→ **YOUR OBJECTIVE**
Copy the records below exactly, leaving out any pictures.

→ **RECORD EXCERPTS**
%%

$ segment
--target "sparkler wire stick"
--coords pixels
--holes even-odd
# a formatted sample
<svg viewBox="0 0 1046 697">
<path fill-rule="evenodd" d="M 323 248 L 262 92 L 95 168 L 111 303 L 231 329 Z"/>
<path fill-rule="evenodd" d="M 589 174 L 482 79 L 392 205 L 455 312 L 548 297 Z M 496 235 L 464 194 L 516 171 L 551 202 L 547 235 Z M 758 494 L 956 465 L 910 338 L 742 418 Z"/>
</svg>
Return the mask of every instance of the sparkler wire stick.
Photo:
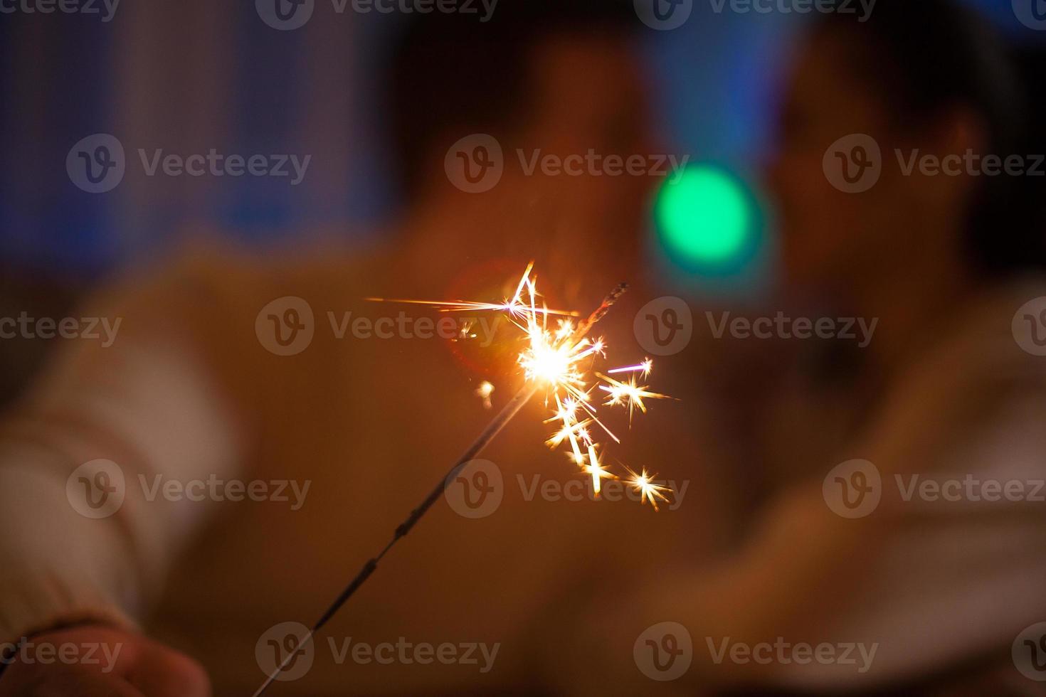
<svg viewBox="0 0 1046 697">
<path fill-rule="evenodd" d="M 595 323 L 601 320 L 604 316 L 607 315 L 610 307 L 617 302 L 622 295 L 624 295 L 628 288 L 629 285 L 627 283 L 619 283 L 617 287 L 610 293 L 610 295 L 604 298 L 599 307 L 597 307 L 595 311 L 592 312 L 589 318 L 577 327 L 577 330 L 574 333 L 574 341 L 581 341 L 584 339 Z M 439 497 L 444 493 L 446 483 L 455 479 L 457 474 L 460 473 L 460 471 L 476 458 L 476 456 L 483 451 L 491 441 L 493 441 L 495 437 L 501 433 L 501 429 L 513 420 L 513 417 L 515 417 L 520 410 L 523 409 L 523 405 L 530 401 L 530 398 L 538 392 L 539 389 L 541 389 L 541 384 L 538 380 L 530 380 L 524 384 L 520 391 L 516 393 L 516 396 L 513 397 L 501 410 L 501 412 L 494 417 L 494 420 L 487 424 L 486 428 L 484 428 L 479 435 L 479 438 L 473 441 L 472 445 L 465 448 L 465 451 L 460 458 L 458 458 L 457 462 L 454 463 L 447 474 L 439 481 L 439 484 L 432 489 L 429 495 L 425 497 L 417 508 L 411 511 L 410 515 L 407 516 L 407 519 L 396 527 L 395 532 L 392 535 L 392 539 L 390 539 L 385 548 L 378 553 L 378 556 L 371 558 L 363 564 L 363 567 L 356 575 L 356 578 L 349 581 L 348 585 L 345 586 L 345 589 L 341 591 L 341 595 L 338 596 L 326 611 L 323 612 L 322 617 L 320 617 L 316 624 L 313 625 L 312 629 L 309 630 L 309 633 L 298 642 L 293 651 L 288 652 L 280 665 L 276 667 L 276 670 L 269 674 L 266 681 L 262 683 L 262 687 L 254 693 L 254 697 L 259 697 L 263 693 L 265 693 L 269 686 L 276 680 L 276 677 L 288 667 L 288 665 L 290 665 L 290 663 L 294 659 L 294 656 L 313 641 L 313 636 L 316 632 L 329 622 L 338 610 L 344 606 L 348 599 L 351 598 L 357 590 L 359 590 L 360 586 L 362 586 L 364 582 L 370 578 L 370 575 L 378 568 L 378 563 L 385 557 L 386 554 L 388 554 L 389 550 L 391 550 L 401 538 L 405 537 L 407 533 L 409 533 L 417 524 L 417 521 L 422 519 L 422 516 L 424 516 L 429 509 L 432 508 L 437 501 L 439 501 Z"/>
</svg>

%%

→ **OUTPUT BELOW**
$ segment
--target "sparkler wire stick"
--coords pixels
--holes even-odd
# a formatted sample
<svg viewBox="0 0 1046 697">
<path fill-rule="evenodd" d="M 323 248 L 262 92 L 95 168 L 111 303 L 231 329 Z"/>
<path fill-rule="evenodd" d="M 589 174 L 482 79 L 392 205 L 455 312 L 548 297 Z M 496 235 L 464 194 L 516 171 L 551 202 L 547 235 Z M 758 494 L 956 465 L 910 338 L 742 418 Z"/>
</svg>
Return the mask of every instance of the sparkler wire stick.
Photo:
<svg viewBox="0 0 1046 697">
<path fill-rule="evenodd" d="M 595 323 L 601 320 L 604 316 L 607 315 L 610 307 L 617 302 L 622 295 L 624 295 L 628 288 L 629 285 L 627 283 L 619 283 L 617 287 L 610 293 L 610 295 L 604 298 L 599 307 L 597 307 L 595 311 L 592 312 L 589 318 L 577 327 L 577 330 L 574 333 L 574 341 L 581 341 L 584 339 Z M 439 497 L 444 493 L 446 483 L 455 479 L 457 474 L 460 473 L 460 471 L 476 458 L 476 456 L 483 451 L 491 441 L 493 441 L 495 437 L 501 433 L 501 429 L 513 420 L 513 417 L 515 417 L 520 410 L 523 409 L 523 405 L 530 401 L 530 398 L 538 392 L 539 389 L 541 389 L 541 384 L 538 380 L 530 380 L 524 384 L 520 391 L 516 393 L 516 396 L 513 397 L 501 410 L 501 412 L 494 417 L 494 420 L 487 424 L 486 428 L 484 428 L 479 435 L 479 438 L 473 441 L 472 445 L 465 448 L 465 451 L 460 458 L 458 458 L 457 462 L 454 463 L 447 474 L 439 481 L 439 484 L 432 489 L 429 495 L 425 497 L 417 508 L 411 511 L 410 515 L 407 516 L 407 519 L 396 527 L 395 532 L 392 535 L 392 539 L 390 539 L 385 548 L 378 553 L 378 556 L 371 558 L 363 564 L 363 567 L 356 575 L 356 578 L 349 581 L 348 585 L 345 586 L 345 589 L 341 591 L 341 595 L 338 596 L 326 611 L 323 612 L 322 617 L 320 617 L 316 624 L 313 625 L 312 629 L 309 630 L 309 633 L 298 642 L 293 651 L 288 652 L 280 665 L 276 667 L 276 670 L 269 674 L 266 681 L 262 683 L 262 687 L 254 693 L 254 697 L 259 697 L 263 693 L 265 693 L 269 686 L 276 680 L 276 677 L 288 667 L 288 665 L 290 665 L 290 663 L 294 659 L 294 656 L 313 641 L 313 636 L 316 632 L 329 622 L 338 610 L 344 606 L 348 599 L 351 598 L 357 590 L 359 590 L 360 586 L 362 586 L 364 582 L 370 578 L 370 575 L 378 568 L 378 563 L 385 557 L 386 554 L 388 554 L 389 550 L 391 550 L 401 538 L 405 537 L 407 533 L 409 533 L 417 524 L 417 521 L 422 519 L 422 516 L 424 516 L 429 509 L 432 508 L 437 501 L 439 501 Z"/>
</svg>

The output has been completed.